**What is required:** Exactly the lines from the one with "[segment] dark shadow area" through the final line of the listing below should appear in the answer, and no others.

**Records to use:**
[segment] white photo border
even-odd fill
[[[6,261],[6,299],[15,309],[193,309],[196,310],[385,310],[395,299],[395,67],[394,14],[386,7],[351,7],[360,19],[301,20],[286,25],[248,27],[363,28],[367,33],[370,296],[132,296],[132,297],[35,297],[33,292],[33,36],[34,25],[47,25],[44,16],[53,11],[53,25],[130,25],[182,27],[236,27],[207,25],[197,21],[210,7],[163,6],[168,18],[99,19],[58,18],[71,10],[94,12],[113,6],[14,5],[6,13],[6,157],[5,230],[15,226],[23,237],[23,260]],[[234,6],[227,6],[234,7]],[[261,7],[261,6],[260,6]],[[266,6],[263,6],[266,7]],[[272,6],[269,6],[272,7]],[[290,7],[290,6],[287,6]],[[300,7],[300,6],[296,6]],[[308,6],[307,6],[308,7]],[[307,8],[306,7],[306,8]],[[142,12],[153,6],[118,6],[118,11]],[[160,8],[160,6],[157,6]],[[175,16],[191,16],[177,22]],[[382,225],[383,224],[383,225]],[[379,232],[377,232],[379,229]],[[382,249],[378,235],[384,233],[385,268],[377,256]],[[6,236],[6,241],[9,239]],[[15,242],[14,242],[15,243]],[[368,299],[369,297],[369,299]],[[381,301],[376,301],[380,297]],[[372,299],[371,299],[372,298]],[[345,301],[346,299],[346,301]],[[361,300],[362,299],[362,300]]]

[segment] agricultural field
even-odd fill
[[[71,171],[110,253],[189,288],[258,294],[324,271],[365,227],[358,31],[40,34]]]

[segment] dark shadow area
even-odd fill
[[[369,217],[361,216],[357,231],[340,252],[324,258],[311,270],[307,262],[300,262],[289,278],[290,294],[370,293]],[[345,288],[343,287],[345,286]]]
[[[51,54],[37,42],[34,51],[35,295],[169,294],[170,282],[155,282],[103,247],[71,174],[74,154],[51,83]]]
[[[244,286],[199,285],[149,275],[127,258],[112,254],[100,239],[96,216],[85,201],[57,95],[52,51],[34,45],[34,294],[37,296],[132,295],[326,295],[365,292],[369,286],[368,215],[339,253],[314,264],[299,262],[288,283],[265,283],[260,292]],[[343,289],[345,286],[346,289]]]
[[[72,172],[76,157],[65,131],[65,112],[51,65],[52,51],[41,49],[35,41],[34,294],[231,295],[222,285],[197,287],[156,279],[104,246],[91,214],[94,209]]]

**Solution:**
[segment] dark shadow area
even-odd fill
[[[369,217],[361,216],[357,231],[340,252],[324,258],[311,270],[307,262],[300,262],[289,278],[290,294],[370,293]],[[345,288],[343,287],[345,286]]]
[[[51,54],[37,42],[34,51],[35,295],[169,294],[170,282],[155,282],[103,247],[71,174],[74,154],[51,83]]]
[[[244,286],[199,285],[149,275],[127,258],[112,254],[100,239],[96,216],[85,201],[57,95],[52,51],[34,45],[34,294],[37,296],[132,295],[326,295],[365,292],[369,286],[368,215],[339,253],[314,264],[299,262],[288,283],[265,283],[260,292]],[[343,289],[345,286],[346,289]]]
[[[72,172],[76,157],[65,131],[65,112],[51,65],[52,51],[41,49],[35,41],[34,294],[231,295],[222,285],[197,287],[156,279],[104,246],[91,214],[94,209]]]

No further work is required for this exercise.